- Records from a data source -

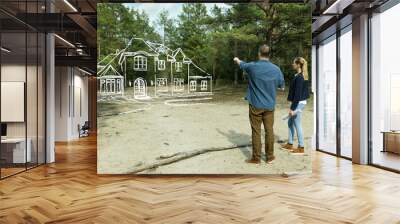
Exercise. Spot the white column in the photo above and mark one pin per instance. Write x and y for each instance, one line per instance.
(360, 90)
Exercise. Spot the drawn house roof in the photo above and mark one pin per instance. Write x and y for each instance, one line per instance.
(105, 72)
(154, 49)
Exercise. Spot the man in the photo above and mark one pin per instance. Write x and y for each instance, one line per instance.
(264, 79)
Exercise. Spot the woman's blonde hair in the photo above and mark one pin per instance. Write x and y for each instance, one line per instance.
(303, 65)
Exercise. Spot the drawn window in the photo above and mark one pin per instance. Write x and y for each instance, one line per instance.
(161, 64)
(161, 81)
(203, 85)
(140, 63)
(178, 66)
(192, 85)
(178, 84)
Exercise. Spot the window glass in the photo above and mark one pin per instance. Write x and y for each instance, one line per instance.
(327, 95)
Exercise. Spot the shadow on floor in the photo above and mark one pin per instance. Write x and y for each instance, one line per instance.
(237, 138)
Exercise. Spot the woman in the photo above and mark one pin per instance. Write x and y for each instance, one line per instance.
(298, 95)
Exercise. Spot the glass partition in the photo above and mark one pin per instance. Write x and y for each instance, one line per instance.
(346, 92)
(22, 101)
(385, 89)
(327, 95)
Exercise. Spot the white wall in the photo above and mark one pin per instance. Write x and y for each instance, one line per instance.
(71, 102)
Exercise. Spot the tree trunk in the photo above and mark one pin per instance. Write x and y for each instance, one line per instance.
(168, 159)
(236, 69)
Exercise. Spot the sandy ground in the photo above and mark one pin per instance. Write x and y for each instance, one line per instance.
(144, 130)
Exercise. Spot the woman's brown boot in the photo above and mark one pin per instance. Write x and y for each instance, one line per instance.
(298, 150)
(287, 146)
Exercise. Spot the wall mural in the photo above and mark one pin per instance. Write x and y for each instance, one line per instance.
(171, 97)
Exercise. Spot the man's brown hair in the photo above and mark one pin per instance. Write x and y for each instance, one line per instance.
(264, 51)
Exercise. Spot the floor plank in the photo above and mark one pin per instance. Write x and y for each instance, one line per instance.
(69, 191)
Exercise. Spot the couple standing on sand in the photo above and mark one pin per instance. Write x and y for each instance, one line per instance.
(264, 79)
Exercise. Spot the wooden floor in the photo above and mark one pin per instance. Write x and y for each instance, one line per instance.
(69, 191)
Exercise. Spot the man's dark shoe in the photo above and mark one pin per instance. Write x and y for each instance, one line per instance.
(270, 159)
(252, 160)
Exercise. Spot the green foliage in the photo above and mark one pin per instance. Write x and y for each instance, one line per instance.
(212, 38)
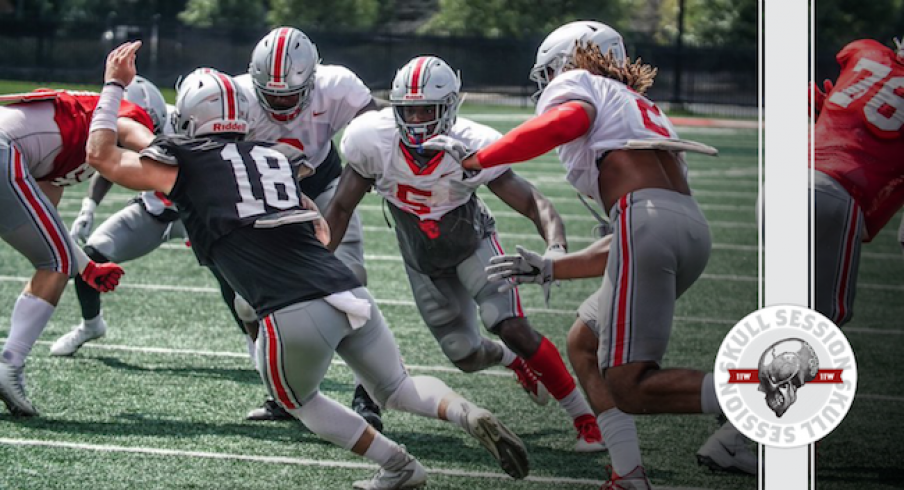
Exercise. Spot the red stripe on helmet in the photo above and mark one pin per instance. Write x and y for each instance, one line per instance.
(281, 39)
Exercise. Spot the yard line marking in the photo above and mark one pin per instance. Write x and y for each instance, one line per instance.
(325, 463)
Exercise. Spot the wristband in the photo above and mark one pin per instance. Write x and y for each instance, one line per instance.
(107, 110)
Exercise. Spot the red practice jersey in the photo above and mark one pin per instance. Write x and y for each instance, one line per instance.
(72, 115)
(859, 140)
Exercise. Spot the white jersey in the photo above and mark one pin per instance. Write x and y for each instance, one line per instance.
(156, 202)
(373, 147)
(622, 115)
(337, 96)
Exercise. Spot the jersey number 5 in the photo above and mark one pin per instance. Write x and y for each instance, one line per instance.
(276, 179)
(884, 111)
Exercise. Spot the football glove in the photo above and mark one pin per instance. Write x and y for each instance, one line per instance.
(525, 268)
(84, 222)
(102, 277)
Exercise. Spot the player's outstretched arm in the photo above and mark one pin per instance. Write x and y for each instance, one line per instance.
(523, 197)
(536, 136)
(352, 188)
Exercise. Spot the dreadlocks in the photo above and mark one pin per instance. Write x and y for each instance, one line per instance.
(636, 75)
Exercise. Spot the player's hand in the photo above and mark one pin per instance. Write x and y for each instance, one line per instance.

- REQUIRED ACTION -
Give the records above again verbatim, pictures omitted.

- REPLY TO THE TASK -
Exercise. Spot the white column in the photo above and mark one pin per instance. Write x and y for each instance, one line per instance.
(360, 90)
Exercise. Spot the drawn house roof in the photo above and mark one pin per instance. Write x and y for each instance, one line per instance.
(105, 72)
(154, 49)
Exercise. Spot the man in the photo above and mark one pin per instance. Write x and y for each instance, one line per instance.
(264, 79)
Exercise. Spot the woman's blonde hair in the photo above and mark one pin per instance. Write x and y for each instance, one line per instance.
(303, 65)
Exercise. Spot the drawn window in the photo above and mark one pin per instance. Write x and y for each instance, one line per instance.
(161, 64)
(161, 81)
(203, 85)
(140, 63)
(178, 66)
(192, 85)
(178, 84)
Exercise. Spot the window glass in the photo above and mark one pin per instance. Write x and y for each instance, one line per instance.
(327, 95)
Exercise. Spot the shadow on floor in the photo above and mark one pin per instance. Write x and y for each instance, one line per instance.
(237, 138)
Exercise. Spot the woman in the photo above and mark one pin per instance. Write x and y for each instance, one line per instance.
(298, 95)
Exercise. Spot the glass partition in the photo above and mark one pin per instance. Write x and y for each instance, one line per instance.
(346, 92)
(22, 101)
(385, 89)
(327, 95)
Exercise. Spot the white wall in the photo above and mark one pin per instance. Write x and y for each instance, one line per instance.
(71, 102)
Exercise. Spot the tree trunk in the photo above and mark one pin per instance. Write x and y for each instance, one line per instance.
(168, 159)
(236, 69)
Exercise. Spot the sandy ground in the photo above and mark one pin per instance. Write x and y for each instance, one line per instance.
(144, 130)
Exercise. Spot the woman's brown boot in the photo above and mark one pin per instance. Write x and y for each instance, one line per instance.
(298, 150)
(287, 146)
Exercise. Spot the wall mural in the photo above and mark one pin per instance. Write x and y for each instance, one line per instance.
(171, 97)
Exercise. Spot the man's brown hair in the photo above and mark one pin per instance. Write x and y for each instance, one line per instance.
(264, 51)
Exercise. Spot the floor plank in the photo above and mark one pin per instance. Write x and y for each instance, one line per instance.
(69, 191)
Exercise. Spot the couple standing on sand in the photo above and mark one pin per instance. Write x and y for each instance, one line per instance.
(264, 79)
Exercise. Spot the wooden floor in the photo above and mark one pin per instance. Write x and y for each instance, one line per instance.
(69, 191)
Exercise. Spot the man's dark shoe in the photo above and mark one pin per instance. Write x and y for each instance, one line per instance.
(270, 159)
(252, 160)
Exercise. Spot the green foliage in the photo above and mark one pin per instance. Write x and y for each instance, one line per instance.
(212, 38)
Exercise. Spot the red stripe on helmet in the photo above and mark one pin per instance. Write x and y for each instance, one line per instance.
(281, 39)
Exercise. Spot the yard line marking in the photo above and mark one pin per instance. Write x and y for each instance, one line per instance.
(325, 463)
Exercise. Spot the wristband in the photo above and mark one pin per instance. Write x and y for each instance, one line per instance.
(107, 110)
Exercise. Spot the red practice jersey in the photo above and mark one pin per instance. Write x and y for each instance, one line per instance.
(72, 115)
(859, 140)
Exercise. Spot the white jersey in the photo above and mark one pin per instance. Write x and y for each instance, one line per instance.
(156, 202)
(373, 147)
(622, 115)
(337, 96)
Exercise. Spot the jersey number 5 in the photo above and mark one pin per instance. Write x and y for each instance, one line per instance.
(276, 179)
(884, 111)
Exercise. Spot the football glove in the photo above and mark one pin per instance. Write x and y for each instance, one line per instance.
(525, 268)
(84, 222)
(102, 277)
Exercise. Spot the player's outstretched arm in the photo above and mark one pin per instance. Write x and y for each instance, one line per instance.
(523, 197)
(536, 136)
(352, 188)
Exercise. Spot the dreadlocks in the photo above and mark one pin per instance. Write x and y for each instance, one line per instance.
(636, 75)
Exercise. Spot the player's hand in the photo above and mark one pin per instance. Write x and y for each instance, one line per instance.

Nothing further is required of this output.